### Work to do
State how many lines of the material below contain the string "temple", matching case exactly, and give only that number.

### Entries shown
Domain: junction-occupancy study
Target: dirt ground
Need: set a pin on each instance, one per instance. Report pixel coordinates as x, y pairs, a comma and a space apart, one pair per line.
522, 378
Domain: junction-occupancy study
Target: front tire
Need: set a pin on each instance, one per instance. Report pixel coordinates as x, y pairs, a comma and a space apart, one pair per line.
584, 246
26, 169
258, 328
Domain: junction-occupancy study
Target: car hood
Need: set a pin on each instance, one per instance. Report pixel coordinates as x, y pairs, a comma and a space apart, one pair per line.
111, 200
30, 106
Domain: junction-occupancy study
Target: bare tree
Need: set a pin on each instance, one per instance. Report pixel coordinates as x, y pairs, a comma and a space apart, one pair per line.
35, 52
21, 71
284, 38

---

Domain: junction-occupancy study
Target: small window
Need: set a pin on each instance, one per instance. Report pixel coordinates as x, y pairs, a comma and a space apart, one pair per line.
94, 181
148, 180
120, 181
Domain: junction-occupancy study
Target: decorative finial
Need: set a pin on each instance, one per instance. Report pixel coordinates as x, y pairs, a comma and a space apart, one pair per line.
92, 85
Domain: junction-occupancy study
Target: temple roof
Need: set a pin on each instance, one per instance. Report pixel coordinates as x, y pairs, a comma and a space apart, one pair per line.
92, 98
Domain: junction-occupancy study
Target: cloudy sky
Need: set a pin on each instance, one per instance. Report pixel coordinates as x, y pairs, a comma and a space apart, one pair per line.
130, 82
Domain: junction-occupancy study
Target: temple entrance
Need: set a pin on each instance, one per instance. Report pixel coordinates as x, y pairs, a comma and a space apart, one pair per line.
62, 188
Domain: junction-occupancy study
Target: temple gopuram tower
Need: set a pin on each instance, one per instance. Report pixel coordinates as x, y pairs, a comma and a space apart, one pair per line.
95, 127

### Answer to this exercise
3